Exercise aim: From the passage below on body position and oesophageal bolus transit, set down word for word the stretch starting with "Using radionuclide studies, Maddern" and going on through "actual bolus transit.".

Using radionuclide studies, Maddern et al.9 published a study in 25 subjects comparing oesophageal emptying of liquid and solid (marshmallow) materials. According to this study, oesophageal emptying (defined as 95% radioactivity entering the stomach) for liquids requires 10 s in the supine position and 6 s in the upright position. Our findings are very similar given the fact that in our study bolus transit between 20 and 5 cm above the LOS accounts for TBTT.
Sears et al.4 comparing upright and supine manometric findings, found that using supine normal values to interpret upright manometric studies would result in over-diagnosis of oesophageal motility abnormalities. Our results are consistent with this prior conclusion and expand it using MII to show that there is a more profound effect of body position on contraction pressures than on actual bolus transit.
Dooley et al.15 published a study in six normal volunteers comparing oesophageal contractions elicit by viscous and liquid boluses. They found that liquid boluses elicit lower contraction amplitude in the upright position compared to the supine position where viscous material presented similar contraction amplitudes in upright and supine positions. Possible explanations for the discrepancy between our results and other published results might be differences in viscosity, osmolality, pH of viscous bolus materials and equipment (i.e. water-perfused systems vs solid-state pressure transducers) used.
As the majority of swallows have complete and increasing intraoesophageal transit despite decreasing contraction amplitudes in more upright positions, our findings support a conclusion that contraction amplitudes and manometric effectiveness have less influence on bolus transit in non-supine positions.

Dataset extract:
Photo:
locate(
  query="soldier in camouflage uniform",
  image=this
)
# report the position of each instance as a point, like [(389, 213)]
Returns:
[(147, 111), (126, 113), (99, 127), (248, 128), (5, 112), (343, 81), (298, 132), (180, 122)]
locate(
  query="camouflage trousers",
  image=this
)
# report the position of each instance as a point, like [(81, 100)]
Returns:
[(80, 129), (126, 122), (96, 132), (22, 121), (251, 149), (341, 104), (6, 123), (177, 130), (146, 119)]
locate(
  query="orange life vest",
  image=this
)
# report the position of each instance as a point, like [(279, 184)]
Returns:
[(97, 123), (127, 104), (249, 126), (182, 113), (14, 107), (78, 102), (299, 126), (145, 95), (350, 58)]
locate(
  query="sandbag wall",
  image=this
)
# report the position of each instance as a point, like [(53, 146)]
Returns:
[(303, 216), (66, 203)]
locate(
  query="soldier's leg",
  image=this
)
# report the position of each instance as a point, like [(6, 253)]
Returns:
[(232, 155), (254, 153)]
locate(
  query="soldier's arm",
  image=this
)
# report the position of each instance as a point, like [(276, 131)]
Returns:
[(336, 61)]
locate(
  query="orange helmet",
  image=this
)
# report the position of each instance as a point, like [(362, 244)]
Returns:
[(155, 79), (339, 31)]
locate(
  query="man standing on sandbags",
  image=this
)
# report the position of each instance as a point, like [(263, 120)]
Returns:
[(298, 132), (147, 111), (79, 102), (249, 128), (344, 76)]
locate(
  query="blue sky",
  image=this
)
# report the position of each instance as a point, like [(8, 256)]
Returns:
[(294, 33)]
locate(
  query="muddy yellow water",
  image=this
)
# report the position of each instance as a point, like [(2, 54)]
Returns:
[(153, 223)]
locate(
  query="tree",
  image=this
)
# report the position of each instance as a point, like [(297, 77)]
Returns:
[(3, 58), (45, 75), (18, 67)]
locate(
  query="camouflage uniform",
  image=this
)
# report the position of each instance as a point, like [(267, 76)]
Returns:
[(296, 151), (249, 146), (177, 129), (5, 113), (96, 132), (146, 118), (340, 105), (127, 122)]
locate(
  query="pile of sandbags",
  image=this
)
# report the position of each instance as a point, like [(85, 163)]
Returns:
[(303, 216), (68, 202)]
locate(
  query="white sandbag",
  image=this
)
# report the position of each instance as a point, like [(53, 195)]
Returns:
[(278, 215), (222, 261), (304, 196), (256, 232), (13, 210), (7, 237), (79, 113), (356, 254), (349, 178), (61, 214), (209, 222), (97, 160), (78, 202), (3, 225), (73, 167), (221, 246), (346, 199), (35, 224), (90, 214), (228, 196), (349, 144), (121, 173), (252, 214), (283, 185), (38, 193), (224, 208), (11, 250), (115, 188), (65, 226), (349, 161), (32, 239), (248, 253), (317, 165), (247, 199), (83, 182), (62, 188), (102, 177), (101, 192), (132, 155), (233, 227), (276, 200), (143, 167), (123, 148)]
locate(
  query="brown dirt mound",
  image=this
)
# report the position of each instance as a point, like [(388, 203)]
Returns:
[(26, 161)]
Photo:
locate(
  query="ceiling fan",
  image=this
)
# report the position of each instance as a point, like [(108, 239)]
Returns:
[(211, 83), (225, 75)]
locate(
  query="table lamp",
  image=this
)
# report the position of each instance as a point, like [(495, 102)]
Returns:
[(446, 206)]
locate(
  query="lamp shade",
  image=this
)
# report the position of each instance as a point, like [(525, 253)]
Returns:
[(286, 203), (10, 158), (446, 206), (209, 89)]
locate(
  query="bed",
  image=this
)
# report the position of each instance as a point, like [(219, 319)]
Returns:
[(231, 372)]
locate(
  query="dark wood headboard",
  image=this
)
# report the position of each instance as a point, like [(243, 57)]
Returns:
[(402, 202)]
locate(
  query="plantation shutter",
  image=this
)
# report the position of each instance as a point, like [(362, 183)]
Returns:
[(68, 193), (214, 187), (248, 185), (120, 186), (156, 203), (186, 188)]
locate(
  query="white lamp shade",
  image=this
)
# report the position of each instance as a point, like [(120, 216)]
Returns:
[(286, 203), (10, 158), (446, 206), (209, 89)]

Exercise output:
Using radionuclide studies, Maddern et al.9 published a study in 25 subjects comparing oesophageal emptying of liquid and solid (marshmallow) materials. According to this study, oesophageal emptying (defined as 95% radioactivity entering the stomach) for liquids requires 10 s in the supine position and 6 s in the upright position. Our findings are very similar given the fact that in our study bolus transit between 20 and 5 cm above the LOS accounts for TBTT.
Sears et al.4 comparing upright and supine manometric findings, found that using supine normal values to interpret upright manometric studies would result in over-diagnosis of oesophageal motility abnormalities. Our results are consistent with this prior conclusion and expand it using MII to show that there is a more profound effect of body position on contraction pressures than on actual bolus transit.